- _Natural language region descriptions_
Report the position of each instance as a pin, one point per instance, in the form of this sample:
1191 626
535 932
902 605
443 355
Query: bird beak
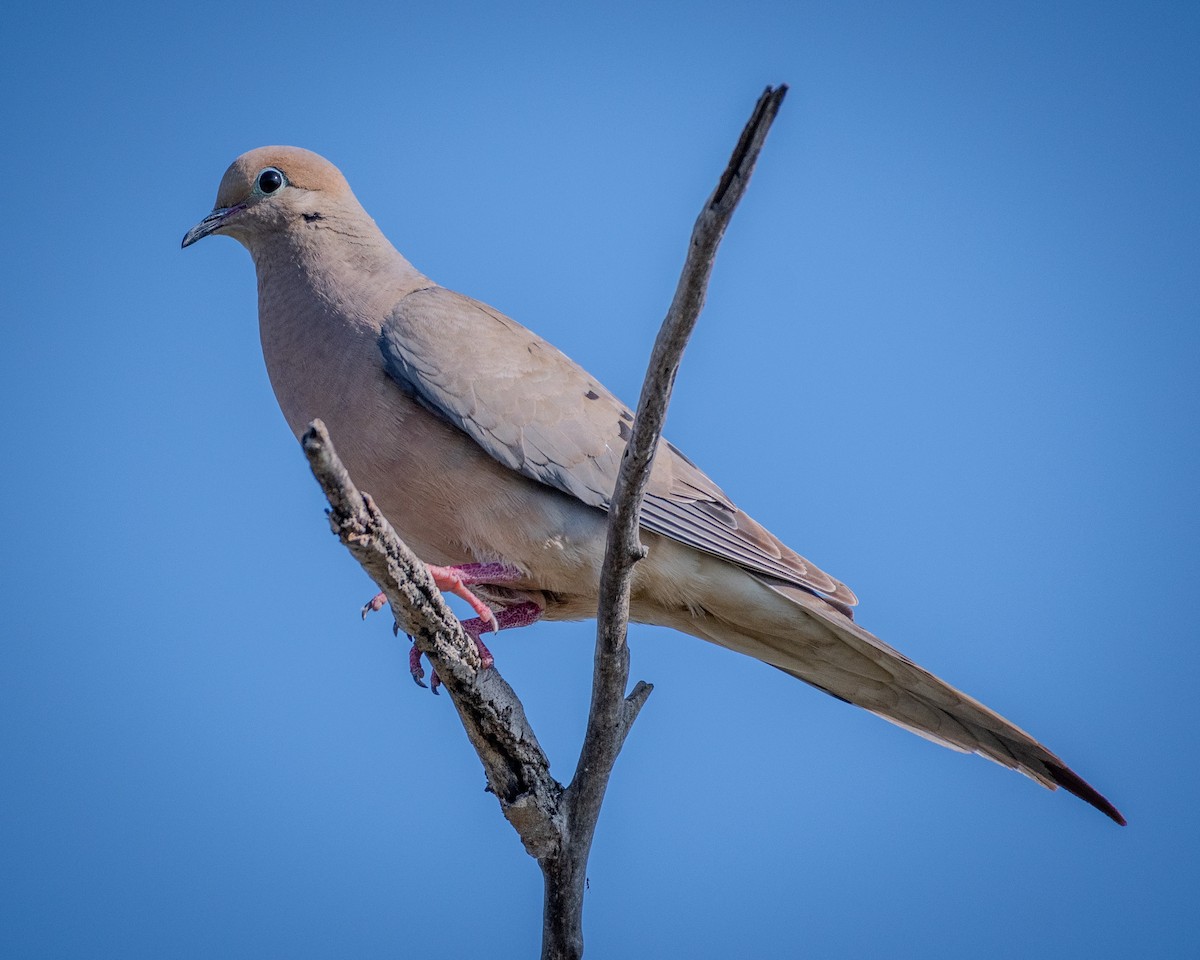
210 223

- _To do_
Copy all records exactly, no images.

- _Result of this exercise_
Report the position of each instance as a pin, one point per instance, in the form of this sample:
1191 626
535 932
902 605
443 355
Query: bird beak
210 223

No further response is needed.